**DIRECTION**:
Turn every line in the rows below into one numbered list, skipping any blank lines. Leave the pictures out of your answer.
* Start *
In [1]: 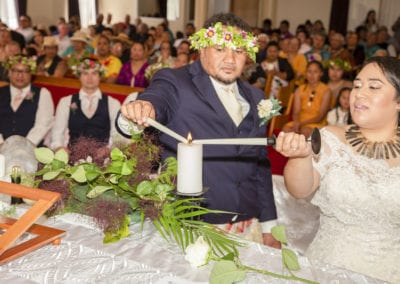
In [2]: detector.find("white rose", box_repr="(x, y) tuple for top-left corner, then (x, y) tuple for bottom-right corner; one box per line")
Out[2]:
(257, 100), (273, 117)
(185, 236), (211, 267)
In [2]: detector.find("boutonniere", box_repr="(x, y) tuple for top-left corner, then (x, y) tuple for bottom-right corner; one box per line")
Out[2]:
(257, 98), (282, 126)
(25, 91), (35, 102)
(69, 102), (78, 114)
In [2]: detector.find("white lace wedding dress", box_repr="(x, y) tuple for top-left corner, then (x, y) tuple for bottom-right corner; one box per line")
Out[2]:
(306, 129), (400, 283)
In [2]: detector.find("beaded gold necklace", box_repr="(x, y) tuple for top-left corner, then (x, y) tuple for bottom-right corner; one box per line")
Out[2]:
(345, 125), (400, 160)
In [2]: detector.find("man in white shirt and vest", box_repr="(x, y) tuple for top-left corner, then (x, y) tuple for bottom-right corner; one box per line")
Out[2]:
(0, 54), (54, 145)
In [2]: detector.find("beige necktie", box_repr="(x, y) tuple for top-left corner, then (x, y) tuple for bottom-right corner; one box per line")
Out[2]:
(85, 96), (97, 118)
(218, 87), (243, 126)
(11, 91), (24, 111)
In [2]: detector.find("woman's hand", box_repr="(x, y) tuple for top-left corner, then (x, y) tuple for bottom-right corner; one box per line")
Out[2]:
(275, 132), (312, 158)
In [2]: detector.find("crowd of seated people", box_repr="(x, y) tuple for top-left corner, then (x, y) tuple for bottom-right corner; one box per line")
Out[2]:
(0, 10), (400, 140)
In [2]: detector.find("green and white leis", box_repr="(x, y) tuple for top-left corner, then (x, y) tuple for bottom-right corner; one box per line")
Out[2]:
(189, 22), (258, 61)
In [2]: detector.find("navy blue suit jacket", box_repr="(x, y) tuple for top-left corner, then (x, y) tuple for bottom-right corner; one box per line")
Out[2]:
(138, 61), (276, 224)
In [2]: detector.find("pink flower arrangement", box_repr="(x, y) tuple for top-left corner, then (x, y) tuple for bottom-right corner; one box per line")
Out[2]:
(224, 32), (232, 42)
(25, 91), (35, 102)
(206, 27), (215, 38)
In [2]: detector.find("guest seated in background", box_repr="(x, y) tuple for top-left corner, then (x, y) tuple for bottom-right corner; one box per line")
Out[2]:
(96, 35), (122, 84)
(0, 55), (54, 145)
(117, 39), (149, 88)
(54, 23), (71, 57)
(25, 30), (47, 56)
(276, 57), (400, 283)
(62, 30), (94, 76)
(0, 40), (22, 82)
(325, 58), (353, 108)
(51, 58), (120, 150)
(304, 32), (331, 62)
(287, 37), (307, 86)
(326, 87), (351, 126)
(145, 41), (175, 82)
(111, 34), (132, 64)
(282, 61), (332, 137)
(345, 31), (365, 79)
(36, 36), (67, 78)
(328, 33), (356, 67)
(261, 41), (294, 82)
(153, 41), (175, 67)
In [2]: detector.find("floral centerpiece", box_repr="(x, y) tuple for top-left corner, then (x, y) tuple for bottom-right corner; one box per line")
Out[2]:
(30, 133), (312, 283)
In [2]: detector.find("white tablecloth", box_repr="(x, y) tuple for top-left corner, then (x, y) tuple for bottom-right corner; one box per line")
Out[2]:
(0, 180), (388, 284)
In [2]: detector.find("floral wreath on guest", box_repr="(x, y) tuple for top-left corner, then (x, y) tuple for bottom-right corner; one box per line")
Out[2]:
(4, 54), (36, 73)
(71, 57), (106, 77)
(324, 58), (351, 72)
(189, 22), (258, 61)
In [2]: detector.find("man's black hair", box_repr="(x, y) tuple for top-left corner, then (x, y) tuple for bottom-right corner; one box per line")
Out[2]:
(203, 13), (251, 32)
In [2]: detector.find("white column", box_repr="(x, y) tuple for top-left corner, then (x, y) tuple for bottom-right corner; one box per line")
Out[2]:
(194, 0), (208, 30)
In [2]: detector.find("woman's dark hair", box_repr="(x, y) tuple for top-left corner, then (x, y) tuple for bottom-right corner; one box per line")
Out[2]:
(203, 13), (251, 32)
(334, 87), (353, 124)
(306, 60), (324, 72)
(364, 56), (400, 102)
(364, 56), (400, 124)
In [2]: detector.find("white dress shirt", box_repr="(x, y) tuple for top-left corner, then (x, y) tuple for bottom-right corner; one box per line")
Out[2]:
(0, 85), (54, 145)
(50, 89), (123, 149)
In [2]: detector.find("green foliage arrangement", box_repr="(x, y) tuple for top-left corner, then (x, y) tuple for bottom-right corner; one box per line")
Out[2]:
(35, 134), (314, 283)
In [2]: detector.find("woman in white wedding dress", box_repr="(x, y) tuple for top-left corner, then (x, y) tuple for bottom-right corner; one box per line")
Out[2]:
(276, 57), (400, 283)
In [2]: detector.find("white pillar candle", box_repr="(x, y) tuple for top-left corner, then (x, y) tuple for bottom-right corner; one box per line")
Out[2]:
(177, 143), (203, 194)
(0, 154), (6, 177)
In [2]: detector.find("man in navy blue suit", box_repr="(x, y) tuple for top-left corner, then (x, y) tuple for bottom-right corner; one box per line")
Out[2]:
(117, 14), (278, 246)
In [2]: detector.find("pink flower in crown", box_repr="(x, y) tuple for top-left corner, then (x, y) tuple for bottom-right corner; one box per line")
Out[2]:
(25, 91), (35, 102)
(206, 27), (215, 38)
(69, 102), (78, 113)
(224, 32), (233, 42)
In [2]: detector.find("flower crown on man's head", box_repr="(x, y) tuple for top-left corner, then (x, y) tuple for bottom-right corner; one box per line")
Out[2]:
(4, 54), (36, 73)
(71, 57), (106, 77)
(324, 58), (351, 72)
(189, 22), (258, 61)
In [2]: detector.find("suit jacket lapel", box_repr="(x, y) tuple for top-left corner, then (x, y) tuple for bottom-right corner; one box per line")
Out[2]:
(189, 61), (236, 132)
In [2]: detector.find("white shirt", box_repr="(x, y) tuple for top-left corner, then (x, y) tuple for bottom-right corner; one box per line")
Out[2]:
(210, 76), (278, 233)
(0, 85), (54, 145)
(210, 76), (250, 117)
(50, 89), (123, 149)
(54, 35), (71, 56)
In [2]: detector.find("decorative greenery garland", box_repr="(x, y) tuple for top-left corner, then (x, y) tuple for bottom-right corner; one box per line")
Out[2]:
(189, 22), (258, 61)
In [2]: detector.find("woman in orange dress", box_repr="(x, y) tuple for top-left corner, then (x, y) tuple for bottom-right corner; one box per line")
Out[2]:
(282, 61), (332, 137)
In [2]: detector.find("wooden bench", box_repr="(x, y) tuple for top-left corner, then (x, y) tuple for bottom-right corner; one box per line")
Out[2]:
(0, 76), (143, 106)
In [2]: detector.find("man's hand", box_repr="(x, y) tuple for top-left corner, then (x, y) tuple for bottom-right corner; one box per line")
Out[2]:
(263, 233), (281, 249)
(121, 100), (156, 126)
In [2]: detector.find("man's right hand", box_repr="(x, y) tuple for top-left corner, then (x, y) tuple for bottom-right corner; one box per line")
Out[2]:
(121, 100), (156, 126)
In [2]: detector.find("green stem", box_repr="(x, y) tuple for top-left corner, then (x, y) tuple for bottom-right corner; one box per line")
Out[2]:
(242, 265), (318, 284)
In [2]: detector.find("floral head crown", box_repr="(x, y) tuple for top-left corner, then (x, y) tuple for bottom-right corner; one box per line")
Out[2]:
(4, 55), (36, 73)
(189, 22), (258, 61)
(72, 58), (106, 77)
(324, 58), (351, 72)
* End *
**EXPECTED OUTPUT**:
1. In [1]: 
2. In [2]: detector.find("white rose", box_repr="(x, y) tuple for top-left corner, then (x, y) tuple for bottom-right corner; one box per line")
3. Out[2]:
4. (257, 100), (273, 117)
5. (185, 236), (211, 267)
6. In [2]: detector.find("boutonniere", box_repr="(x, y) tuple for top-left corner, then (x, y) tuple for bottom-right corner; one box per line")
7. Out[2]:
8. (257, 98), (282, 126)
9. (25, 91), (35, 102)
10. (69, 102), (78, 114)
11. In [2]: detector.find("white lace wedding dress", box_repr="(x, y) tuple for top-left corner, then (x, y) tuple for bottom-right corner; one box per line")
12. Out[2]:
13. (306, 129), (400, 283)
14. In [2]: detector.find("beaded gold necklace", box_repr="(x, y) tuple for top-left corner, then (x, y) tuple for bottom-right corner; one box per line")
15. Out[2]:
16. (345, 125), (400, 160)
17. In [2]: detector.find("man in white shirt and vest", box_repr="(x, y) tuple for top-left corner, then (x, y) tuple for bottom-right corner; one box per line")
18. Out[2]:
19. (0, 54), (54, 145)
20. In [2]: detector.find("beige necktie", box_repr="(x, y) tuple for top-left corner, then (x, y) tuple for bottom-right corner; one box per line")
21. Out[2]:
22. (85, 96), (97, 118)
23. (218, 87), (243, 126)
24. (11, 91), (24, 111)
25. In [2]: detector.find("woman's hand", box_repr="(x, y) tuple for top-left corner, then (x, y) tuple for bottom-right corner; one box per line")
26. Out[2]:
27. (275, 132), (312, 158)
28. In [2]: detector.find("crowd of seated people", box_repr="(x, y) tuple for top-left corner, then (x, y) tuple for bottom-right corner; one box per line")
29. Out[2]:
30. (0, 10), (400, 140)
31. In [2]: detector.find("green and white leis", box_repr="(x, y) tuple for top-left corner, then (x, y) tuple for bottom-right corner; one box per line")
32. Out[2]:
33. (189, 22), (258, 61)
34. In [2]: detector.find("navy blue suit jacket", box_repr="(x, y) tuple for top-left corner, then (x, y) tuple for bottom-right corner; one box per line")
35. Out[2]:
36. (138, 61), (276, 224)
37. In [2]: detector.find("pink flower arrangement", box_repr="(x, y) tuple for top-left corner, then (x, y) tuple for bottom-right corner; one box per line")
38. Out[2]:
39. (224, 32), (232, 42)
40. (25, 91), (35, 102)
41. (206, 27), (215, 38)
42. In [2]: detector.find("guest seated in background", box_repr="(x, y) tuple for top-left corner, then (x, y) tuple for bottom-right corner; one box per line")
43. Out[2]:
44. (96, 35), (122, 84)
45. (0, 55), (54, 145)
46. (117, 39), (149, 88)
47. (54, 23), (71, 57)
48. (25, 30), (47, 56)
49. (276, 57), (400, 283)
50. (62, 30), (94, 76)
51. (0, 40), (22, 82)
52. (325, 58), (353, 108)
53. (51, 58), (120, 150)
54. (304, 32), (331, 62)
55. (287, 37), (307, 86)
56. (326, 87), (351, 126)
57. (145, 41), (175, 82)
58. (111, 34), (132, 64)
59. (282, 61), (332, 137)
60. (345, 31), (365, 79)
61. (36, 36), (67, 78)
62. (328, 33), (356, 67)
63. (261, 41), (294, 82)
64. (153, 41), (175, 67)
65. In [2]: detector.find("floral centerpiece", box_repr="(x, y) tuple for top-left corner, then (x, y) tuple for bottom-right corner; one box per line")
66. Out[2]:
67. (30, 133), (312, 283)
68. In [2]: detector.find("white tablecloth", box_repr="(x, y) tuple for top-left corner, then (x, y) tuple for bottom-right corner; one box per line")
69. Out[2]:
70. (0, 180), (388, 284)
71. In [2]: detector.find("floral wreath on guest", box_repr="(x, y) tuple for top-left corner, then (x, y) tuple for bottom-right corner; one box per line")
72. Out[2]:
73. (4, 54), (36, 73)
74. (71, 57), (106, 77)
75. (324, 58), (351, 72)
76. (189, 22), (258, 61)
77. In [2]: detector.find("man's black hair", box_repr="(x, y) tuple for top-left corner, then (x, y) tuple for bottom-right corner; one box per line")
78. Out[2]:
79. (203, 13), (251, 32)
80. In [2]: detector.find("white column", box_repr="(x, y) tuple for top-left corner, then (x, y) tuple for bottom-right corner; one box per line")
81. Out[2]:
82. (194, 0), (208, 30)
83. In [2]: detector.find("woman's dark hair", box_repr="(x, y) tuple for top-left corner, then (x, y) tuple for bottom-right corner; one box per line")
84. Out[2]:
85. (203, 13), (251, 32)
86. (334, 87), (353, 124)
87. (306, 60), (324, 72)
88. (364, 56), (400, 102)
89. (364, 56), (400, 124)
90. In [2]: detector.find("white dress shirt", box_repr="(x, y) tuple for top-left corner, then (x, y) tuple for bottom-right corner; one box per line")
91. Out[2]:
92. (0, 85), (54, 145)
93. (50, 89), (123, 149)
94. In [2]: detector.find("green foliage arrangement", box_repr="(x, y) tuple for top-left corner, then (x, y) tuple for bottom-right corner; one box per line")
95. Out[2]:
96. (35, 134), (314, 283)
97. In [2]: detector.find("woman in white wedding dress", box_repr="(x, y) tuple for top-left corner, then (x, y) tuple for bottom-right corner; one box per line")
98. Out[2]:
99. (276, 57), (400, 283)
100. In [2]: detector.find("white pillar candle", box_repr="(x, y) tuple for top-left corner, then (x, y) tuple for bottom-right corner; one box per line")
101. Out[2]:
102. (177, 143), (203, 194)
103. (0, 154), (6, 177)
104. In [2]: detector.find("man in navy blue suit", box_repr="(x, y) tuple for top-left corner, then (x, y) tuple for bottom-right corner; one box per line")
105. Out[2]:
106. (117, 14), (278, 246)
107. In [2]: detector.find("pink flower in crown", box_repr="(x, y) tuple for top-left corner, then (x, y) tuple for bottom-right corner; one box per line")
108. Out[2]:
109. (25, 91), (35, 102)
110. (206, 27), (215, 38)
111. (69, 102), (78, 113)
112. (224, 32), (233, 42)
113. In [2]: detector.find("flower crown on man's head", box_repr="(x, y) tuple for top-left corner, then (x, y) tuple for bottom-right corner; one box per line")
114. Out[2]:
115. (4, 54), (36, 73)
116. (71, 57), (106, 77)
117. (324, 58), (351, 72)
118. (189, 22), (258, 61)
119. In [2]: detector.find("suit jacket lapel", box_repr="(x, y) tuple for top-left corner, then (x, y) tuple for bottom-right corner; one box per line")
120. Out[2]:
121. (189, 61), (236, 132)
122. In [2]: detector.find("white shirt", box_repr="(x, y) tuple for top-left corner, then (x, y) tuple for bottom-right corner; one box per line")
123. Out[2]:
124. (210, 76), (278, 233)
125. (0, 85), (54, 145)
126. (210, 76), (250, 117)
127. (50, 89), (123, 149)
128. (54, 35), (71, 56)
129. In [2]: detector.find("decorative greenery garland", box_repr="(x, y) tuple for top-left corner, then (x, y) tuple for bottom-right corner; one box per line")
130. Out[2]:
131. (189, 22), (258, 61)
132. In [2]: detector.find("woman in orange dress", box_repr="(x, y) tuple for top-left corner, then (x, y) tuple for bottom-right corner; one box per line")
133. Out[2]:
134. (282, 61), (332, 137)
135. In [2]: detector.find("wooden bench", box_repr="(x, y) tuple for top-left corner, then (x, y) tuple for bottom-right corner; one box per line")
136. Out[2]:
137. (0, 76), (143, 106)
138. In [2]: detector.find("man's hand", box_repr="(x, y) tuple for top-left corner, then (x, y) tuple for bottom-right corner; one box per line")
139. Out[2]:
140. (263, 233), (281, 249)
141. (121, 100), (156, 126)
142. In [2]: detector.find("man's right hand", box_repr="(x, y) tuple for top-left corner, then (x, y) tuple for bottom-right corner; one box per line")
143. Out[2]:
144. (121, 100), (156, 126)
145. In [2]: detector.find("green stem", box_repr="(x, y) tuple for top-left corner, then (x, y) tuple for bottom-right corner; one box per line")
146. Out[2]:
147. (242, 265), (318, 284)
148. In [2]: detector.find("floral head crown", box_repr="(x, y) tuple for top-left corner, then (x, y) tuple for bottom-right corner; one box per line")
149. Out[2]:
150. (4, 55), (36, 73)
151. (189, 22), (258, 61)
152. (72, 58), (106, 77)
153. (324, 58), (351, 72)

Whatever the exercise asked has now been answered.